==== SOURCE INFORMATION
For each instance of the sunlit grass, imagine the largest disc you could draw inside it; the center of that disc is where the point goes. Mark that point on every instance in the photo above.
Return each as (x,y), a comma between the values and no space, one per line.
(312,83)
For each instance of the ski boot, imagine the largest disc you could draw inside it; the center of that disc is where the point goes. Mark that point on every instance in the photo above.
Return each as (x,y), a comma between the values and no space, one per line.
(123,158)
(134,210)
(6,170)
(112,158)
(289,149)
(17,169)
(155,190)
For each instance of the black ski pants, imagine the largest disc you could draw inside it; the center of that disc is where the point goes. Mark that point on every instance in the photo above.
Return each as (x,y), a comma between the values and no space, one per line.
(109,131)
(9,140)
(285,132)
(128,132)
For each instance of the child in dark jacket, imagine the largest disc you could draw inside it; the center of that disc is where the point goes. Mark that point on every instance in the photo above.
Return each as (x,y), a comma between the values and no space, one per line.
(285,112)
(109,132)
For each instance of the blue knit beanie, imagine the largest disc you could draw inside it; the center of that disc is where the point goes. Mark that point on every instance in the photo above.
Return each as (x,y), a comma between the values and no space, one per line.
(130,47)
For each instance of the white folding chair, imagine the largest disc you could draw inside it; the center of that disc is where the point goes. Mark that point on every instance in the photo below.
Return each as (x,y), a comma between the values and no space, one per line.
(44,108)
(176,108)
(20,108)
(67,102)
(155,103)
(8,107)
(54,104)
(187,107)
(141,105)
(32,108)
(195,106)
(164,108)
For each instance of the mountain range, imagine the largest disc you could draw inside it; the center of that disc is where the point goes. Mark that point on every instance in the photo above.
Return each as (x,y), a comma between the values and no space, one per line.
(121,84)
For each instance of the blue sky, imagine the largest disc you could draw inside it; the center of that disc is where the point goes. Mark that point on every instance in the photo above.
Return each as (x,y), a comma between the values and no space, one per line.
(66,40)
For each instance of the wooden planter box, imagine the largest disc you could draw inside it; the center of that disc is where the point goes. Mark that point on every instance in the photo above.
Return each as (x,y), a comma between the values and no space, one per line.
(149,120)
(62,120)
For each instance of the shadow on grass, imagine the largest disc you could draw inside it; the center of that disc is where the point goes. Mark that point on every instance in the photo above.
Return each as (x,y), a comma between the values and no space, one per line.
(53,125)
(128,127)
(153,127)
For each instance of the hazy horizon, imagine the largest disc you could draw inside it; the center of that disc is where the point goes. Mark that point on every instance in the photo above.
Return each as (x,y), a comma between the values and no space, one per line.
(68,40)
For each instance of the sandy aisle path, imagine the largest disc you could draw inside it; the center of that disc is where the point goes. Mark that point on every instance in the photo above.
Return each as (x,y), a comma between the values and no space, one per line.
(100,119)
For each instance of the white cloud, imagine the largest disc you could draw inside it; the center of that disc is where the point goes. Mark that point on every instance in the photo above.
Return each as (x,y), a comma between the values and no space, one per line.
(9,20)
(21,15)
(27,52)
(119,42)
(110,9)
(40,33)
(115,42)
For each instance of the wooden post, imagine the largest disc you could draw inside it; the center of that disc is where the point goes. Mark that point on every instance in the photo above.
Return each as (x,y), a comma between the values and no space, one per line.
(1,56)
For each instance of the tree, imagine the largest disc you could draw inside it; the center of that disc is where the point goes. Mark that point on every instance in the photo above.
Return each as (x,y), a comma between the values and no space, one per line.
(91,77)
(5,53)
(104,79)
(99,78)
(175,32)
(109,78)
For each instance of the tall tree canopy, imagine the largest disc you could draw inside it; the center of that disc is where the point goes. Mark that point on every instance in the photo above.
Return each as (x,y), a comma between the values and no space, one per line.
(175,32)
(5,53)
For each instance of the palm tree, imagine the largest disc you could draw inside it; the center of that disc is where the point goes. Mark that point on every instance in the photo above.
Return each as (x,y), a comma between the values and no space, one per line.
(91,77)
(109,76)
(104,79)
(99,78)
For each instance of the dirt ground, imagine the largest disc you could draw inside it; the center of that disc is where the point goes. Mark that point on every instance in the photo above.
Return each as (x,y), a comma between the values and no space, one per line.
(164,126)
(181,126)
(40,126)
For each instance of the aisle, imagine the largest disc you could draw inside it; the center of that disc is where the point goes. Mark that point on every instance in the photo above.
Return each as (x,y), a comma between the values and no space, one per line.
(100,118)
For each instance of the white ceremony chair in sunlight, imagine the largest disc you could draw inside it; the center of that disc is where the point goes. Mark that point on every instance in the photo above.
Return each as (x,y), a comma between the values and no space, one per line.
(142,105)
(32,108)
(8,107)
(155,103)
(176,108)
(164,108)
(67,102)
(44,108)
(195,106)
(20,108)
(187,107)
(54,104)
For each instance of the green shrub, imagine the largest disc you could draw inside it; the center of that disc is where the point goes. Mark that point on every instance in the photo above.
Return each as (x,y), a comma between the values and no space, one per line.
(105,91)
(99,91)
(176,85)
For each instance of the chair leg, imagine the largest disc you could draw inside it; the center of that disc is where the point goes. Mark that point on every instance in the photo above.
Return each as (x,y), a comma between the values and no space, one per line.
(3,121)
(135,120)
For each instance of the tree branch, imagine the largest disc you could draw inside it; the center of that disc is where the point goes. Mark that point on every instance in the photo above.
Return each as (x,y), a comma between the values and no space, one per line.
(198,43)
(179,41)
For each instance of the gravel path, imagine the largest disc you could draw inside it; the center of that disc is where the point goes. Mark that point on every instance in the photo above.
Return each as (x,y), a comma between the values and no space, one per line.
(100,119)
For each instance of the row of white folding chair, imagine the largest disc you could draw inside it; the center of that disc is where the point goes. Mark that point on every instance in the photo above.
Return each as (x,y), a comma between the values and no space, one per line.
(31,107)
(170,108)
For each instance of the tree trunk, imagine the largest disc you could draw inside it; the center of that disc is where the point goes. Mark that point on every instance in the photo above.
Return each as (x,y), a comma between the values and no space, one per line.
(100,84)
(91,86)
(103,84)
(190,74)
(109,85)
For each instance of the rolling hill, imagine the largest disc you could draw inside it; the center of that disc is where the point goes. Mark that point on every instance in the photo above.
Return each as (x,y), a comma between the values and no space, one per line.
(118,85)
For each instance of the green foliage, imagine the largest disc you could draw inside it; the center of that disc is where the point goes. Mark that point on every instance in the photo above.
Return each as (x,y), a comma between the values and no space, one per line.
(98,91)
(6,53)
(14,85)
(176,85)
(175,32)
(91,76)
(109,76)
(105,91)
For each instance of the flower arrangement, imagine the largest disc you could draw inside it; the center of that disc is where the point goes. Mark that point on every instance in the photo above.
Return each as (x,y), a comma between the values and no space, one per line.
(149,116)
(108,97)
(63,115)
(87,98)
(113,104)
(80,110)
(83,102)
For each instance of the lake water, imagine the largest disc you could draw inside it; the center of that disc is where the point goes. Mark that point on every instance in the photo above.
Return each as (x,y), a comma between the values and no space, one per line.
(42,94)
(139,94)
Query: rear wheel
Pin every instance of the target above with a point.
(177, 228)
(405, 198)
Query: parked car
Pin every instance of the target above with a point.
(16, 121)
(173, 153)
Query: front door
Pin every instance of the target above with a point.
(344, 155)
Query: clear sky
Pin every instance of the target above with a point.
========
WHAT IS REQUIRED
The entries above must each be repeated exactly.

WRITTEN ANSWER
For each instance of the sunlit grass, imagine the largest disc you could draw inside it; the center of that disc is where the point goes. Mark that point on every instance in the photo above.
Return each as (x,y), a comma between the values and no space, one per line.
(312,83)
For each instance of the ski boot, imagine the largest disc you could draw inside it; the center of that disc is where the point goes. Mark that point on every instance in the photo above.
Return each as (x,y), a comma between the values and no space, one per line.
(123,158)
(134,210)
(6,170)
(112,158)
(289,149)
(17,169)
(155,190)
For each instance of the black ski pants, imagine the largest disc you could draw inside it; the center of that disc is where the point goes. Mark that point on every instance in the photo above.
Return each as (x,y), a comma between the values and no space, one per line.
(109,131)
(9,140)
(285,132)
(128,132)
For each instance of the child in dark jacket, imagine the largest disc you could draw inside it; the center of that disc is where the point goes. Mark that point on every instance in the photo above.
Return each as (x,y), a comma between the values and no space, one per line.
(285,112)
(109,132)
For each instance of the blue knit beanie, imagine the largest disc you could draw inside it; the center of that disc is where the point goes. Mark that point on every instance in the photo above.
Return each as (x,y), a comma between the values and no space, one per line.
(130,47)
For each instance of the white folding chair, imagine the largest disc you could draw inside it; the center of that disc is where the point goes. Mark that point on every instance in the photo below.
Return each as (x,y), a comma between the values and no space, one per line.
(44,108)
(176,108)
(20,108)
(67,102)
(155,103)
(8,107)
(54,104)
(187,107)
(141,105)
(32,108)
(195,106)
(164,108)
For each instance of the mountain range, imagine the largest disc you could draw inside it; the center of that disc is where the point goes. Mark that point on every instance in the photo above.
Return each as (x,y), a comma between the values and no space, one per line.
(121,84)
For each instance of the blue sky, imagine the largest disc you could draw inside it; the center of that disc is where the point goes. Mark that point on every instance in the photo above.
Return each as (x,y), a comma between the values and no space, one per line.
(66,40)
For each instance of the wooden planter box, imagine the largest disc you could draw inside it; the center of that disc is where the point goes. Mark that point on every instance in the photo above.
Return each as (x,y), a comma between the values and no space, one per line.
(149,120)
(62,120)
For each instance of the shadow on grass, imagine the largest disc you could draw inside it; the center of that disc is where the point goes. Mark that point on every instance in the photo above.
Return each as (x,y), a comma between the values and no space, one per line.
(53,125)
(128,127)
(153,127)
For each instance of the hazy horizon, imagine the largest disc you could draw inside it; the center of that disc is where the point goes. Mark that point on every instance in the photo above.
Return each as (x,y), a comma between the values and no space, one per line.
(68,40)
For each instance of the sandy aisle path, imagine the largest disc you could draw inside it; the center of that disc is where the point goes. Mark that point on every instance in the photo above.
Return each as (x,y), a comma between the values and no space, one per line.
(100,119)
For each instance of the white cloud, imagine the largest disc you could draw inside it; the center of that disc is where the point goes. Mark that point on every instance in the photo above.
Return each as (x,y), a comma between the values and no space, one per line.
(9,20)
(21,15)
(27,52)
(119,42)
(110,9)
(40,33)
(115,42)
For each instance of the wooden post, imagine the largest disc you could draw inside it; the center of that disc is where the point goes. Mark that point on every instance in the photo above.
Return each as (x,y), a comma between the values and no space, one per line.
(1,56)
For each instance of the tree, imagine the largest disc you could draw inside it; the center of that disc is where the point goes. Mark that point on every instance in the photo above.
Return each as (x,y), a comma between the values and no space, one per line.
(91,77)
(5,53)
(104,79)
(99,78)
(175,32)
(109,78)
For each instance of the tall tree canopy, imagine the largest disc you could draw inside it; the center of that disc is where the point goes. Mark that point on every instance in the photo above.
Return each as (x,y), a comma between the values and no space, one per line.
(175,32)
(5,53)
For each instance of the palm tree, imagine the largest disc you could draw inside it; the center of that disc is where the point goes. Mark that point on every instance in the photo above.
Return each as (x,y), a comma between the values and no space, one per line.
(91,77)
(109,76)
(104,79)
(99,78)
For each instance of the dirt ground, imagine the largest disc you could draw inside it; the center of that disc is where the point goes. Mark that point on every instance in the photo above.
Return each as (x,y), a comma between the values and no space, one per line.
(164,126)
(181,126)
(40,126)
For each instance of the aisle, imagine the largest disc you could draw inside it; the center of that disc is where the point goes. Mark that point on every instance in the photo above.
Return each as (x,y), a comma between the values and no space, one per line.
(100,118)
For each instance of the white ceremony chair in sunlight, imagine the largest disc you could draw inside it; the center of that disc is where the point goes. Mark that point on every instance in the photo above.
Return each as (x,y), a comma between the values and no space, one per line.
(142,105)
(32,108)
(8,107)
(155,103)
(176,108)
(164,108)
(67,102)
(44,108)
(195,106)
(20,108)
(187,107)
(54,104)
For each instance of the green shrub, imagine the largest disc you could draw inside it; the center of that disc is where the point goes. Mark that point on every instance in the photo above.
Return each as (x,y), a comma between the values and no space, one per line.
(105,91)
(99,91)
(176,85)
For each instance of the chair leg, imagine the largest disc you could draw inside it; the center of that disc is where the point goes. Mark that point on every instance in the photo above.
Return each as (x,y), a comma between the values and no space, one per line.
(3,121)
(135,120)
For each instance of the tree branch, imagine the largest disc you could draw inside it; the center of that disc is where the point goes. Mark that point on every instance in the photo above.
Return each as (x,y), a comma between the values and no space, one per line.
(198,43)
(179,41)
For each instance of the gravel path, imagine the largest disc you could draw inside it; the center of that disc is where the point goes. Mark that point on every instance in the photo above.
Return each as (x,y), a comma between the values and no space, one per line.
(100,119)
For each instance of the row of white folding chair, imagine the largest disc you could draw inside it; the center of that disc is where the point goes. Mark that point on every instance in the photo above.
Return each as (x,y), a comma between the values and no space, one per line.
(31,107)
(170,108)
For each instance of the tree trunk, imagine the largest disc you could draw inside it; the center of that disc is where the point goes. Mark that point on every instance in the photo above.
Return each as (x,y), a comma between the values and no space, one per line.
(100,84)
(91,86)
(103,84)
(190,74)
(109,85)
For each instance of the rolling hill, imagine the largest disc you could draw inside it; the center of that disc is where the point goes. Mark that point on every instance in the photo above.
Return each as (x,y), a comma between the values and no space, one per line.
(118,85)
For each instance of the green foliage, imagine the largest disc you could draw inside it; the center of that disc is where the point goes. Mark that point on every instance in the photo above.
Return each as (x,y), a comma between the values and no space, one per line.
(98,91)
(6,53)
(14,85)
(176,85)
(175,32)
(91,76)
(109,76)
(105,91)
For each instance of the flower arrangement, imagine the largest disc you could draw inside it; the center of that disc is where the point goes. Mark that point on every instance in the photo above.
Return each as (x,y), a comma between the values and no space, one per line.
(149,116)
(108,97)
(63,115)
(87,98)
(113,104)
(80,110)
(83,102)
For each instance of the lake water, imagine the largest disc you could draw inside it; the center of that disc is where the point goes. Mark that point on every instance in the photo above.
Return each as (x,y), a comma between the values and no space, one per line.
(42,94)
(139,94)
Query: rear wheel
Pin every instance of the target above with a point.
(177, 228)
(405, 198)
Query: parked car
Pin every instance of the target above with a point.
(16, 121)
(173, 153)
Query: front door
Pin every instance of the target above with a point.
(344, 155)
Query: clear sky
Pin every instance of the target above with a point.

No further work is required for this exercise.